» **EXERCISE OBJECTIVE**: Rewrite the material below as a two-column CSV with the columns instruction and points. Each row should pair one instruction with its full list of points, each in a single quoted field with line breaks turned into spaces, and the pictures should be left out.

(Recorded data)
==*==

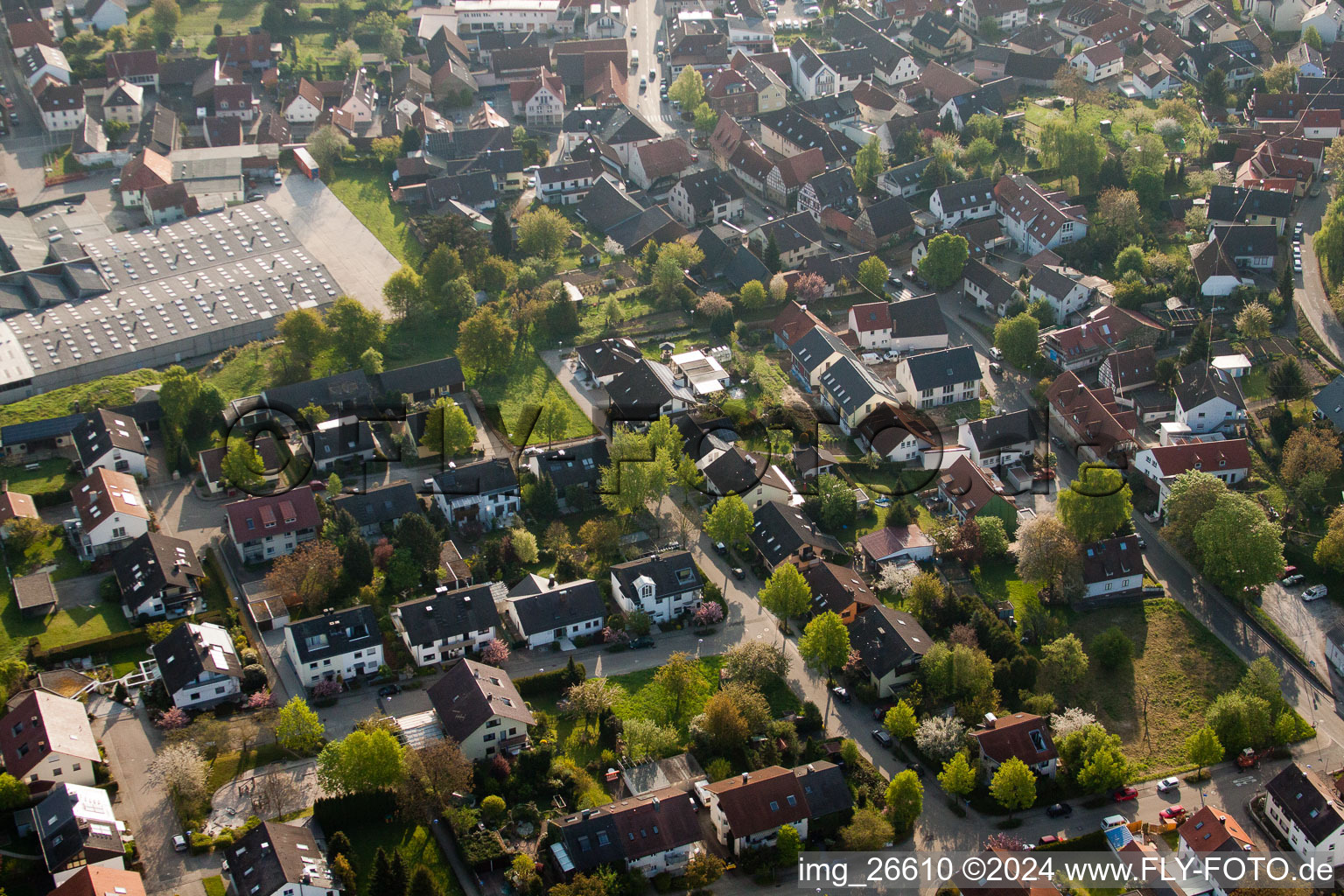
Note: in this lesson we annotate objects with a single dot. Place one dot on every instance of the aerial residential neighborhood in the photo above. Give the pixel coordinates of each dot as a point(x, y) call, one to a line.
point(503, 448)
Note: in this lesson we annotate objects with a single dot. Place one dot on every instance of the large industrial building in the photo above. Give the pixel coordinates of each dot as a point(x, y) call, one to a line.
point(152, 298)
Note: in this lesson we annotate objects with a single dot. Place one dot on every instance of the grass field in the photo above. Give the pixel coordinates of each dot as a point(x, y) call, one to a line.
point(52, 474)
point(365, 192)
point(109, 391)
point(1179, 667)
point(527, 383)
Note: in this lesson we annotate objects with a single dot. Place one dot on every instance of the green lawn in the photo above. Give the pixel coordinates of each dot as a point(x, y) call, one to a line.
point(528, 382)
point(109, 391)
point(366, 193)
point(414, 841)
point(52, 474)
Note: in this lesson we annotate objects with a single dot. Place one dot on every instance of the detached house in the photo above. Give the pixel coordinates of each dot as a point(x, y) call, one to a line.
point(46, 739)
point(338, 645)
point(112, 441)
point(479, 707)
point(663, 584)
point(110, 514)
point(1018, 737)
point(200, 665)
point(272, 526)
point(449, 624)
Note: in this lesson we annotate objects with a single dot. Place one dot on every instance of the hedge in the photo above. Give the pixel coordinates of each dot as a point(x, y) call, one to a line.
point(550, 682)
point(133, 639)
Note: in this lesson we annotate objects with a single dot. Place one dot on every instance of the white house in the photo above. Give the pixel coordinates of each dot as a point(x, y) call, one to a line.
point(1306, 812)
point(449, 624)
point(110, 514)
point(272, 526)
point(47, 738)
point(200, 665)
point(484, 492)
point(278, 860)
point(663, 586)
point(544, 612)
point(1100, 62)
point(1112, 566)
point(112, 441)
point(479, 707)
point(955, 205)
point(338, 645)
point(1023, 737)
point(305, 105)
point(1228, 459)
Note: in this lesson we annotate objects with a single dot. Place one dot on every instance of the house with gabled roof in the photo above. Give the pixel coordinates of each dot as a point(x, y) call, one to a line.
point(1020, 735)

==*==

» **TASK OUTPUT**:
instruction,points
"Note: in this lesson we annotate objects with a single dot. Place one dot on every instance of the aerial residential neighborhood in the photo above. Give the pixel coordinates of each dot as a point(x, y) call, one to a line.","point(503, 448)"
"Note: in this lesson we annotate objects with a single dot. Place one dot on every instance of the large industrial building in the photo above. Give the pixel coordinates of each dot as a point(x, y) call, one to a line.","point(152, 298)"
"Note: in this lesson we annotate objects with a single dot. Place one dot on every instance of the grass field in the photo above. Give the pixel coordinates of each dot as a point(x, y) call, one to a line.","point(52, 474) point(365, 192) point(109, 391) point(1179, 667) point(527, 383)"
"Note: in this lesson we annotate objects with a single dot. Place one dot on every instance of the green lawn in the photo above. Give the pixel coordinates of each dot as a point(x, y) call, one to a line.","point(528, 382) point(109, 391) point(366, 193) point(414, 841) point(52, 474)"
"Note: in this lesson we annotate objects with a single dot. Place one dot on every instance of the detached house in the photo above. Give the pixel coordinates of each dot as a point(x, y) call, one to a line.","point(46, 739) point(338, 645) point(112, 441) point(479, 707) point(663, 584) point(110, 514) point(1018, 737) point(200, 665) point(272, 526) point(449, 624)"
"Note: in this lesson we annotate objects with a single dot. Place one dot on every instance of the hedge in the photo above. Give the pixel coordinates of each dot as a point(x, y) call, one to a line.","point(550, 682) point(133, 639)"
"Note: in this lesson we annotate objects with a single dot. Place one dot on every instance of the white house in the photo above. Give the pixel coordinates of each dot as a point(x, y) call, one to a line.","point(1306, 812) point(449, 624) point(110, 514) point(272, 526) point(47, 738) point(200, 665) point(484, 492) point(278, 860) point(663, 586) point(544, 612) point(1100, 62) point(1112, 566) point(112, 441) point(479, 707) point(955, 205) point(338, 645) point(1023, 737) point(305, 105) point(1228, 459)"
"Note: in this lesson we annotate objects with a single dot. Place one dot on every instance of the house with gabled roof in the photo above. Give the pixel coordinates of each dot as a point(x, y) call, one to a line.","point(1020, 735)"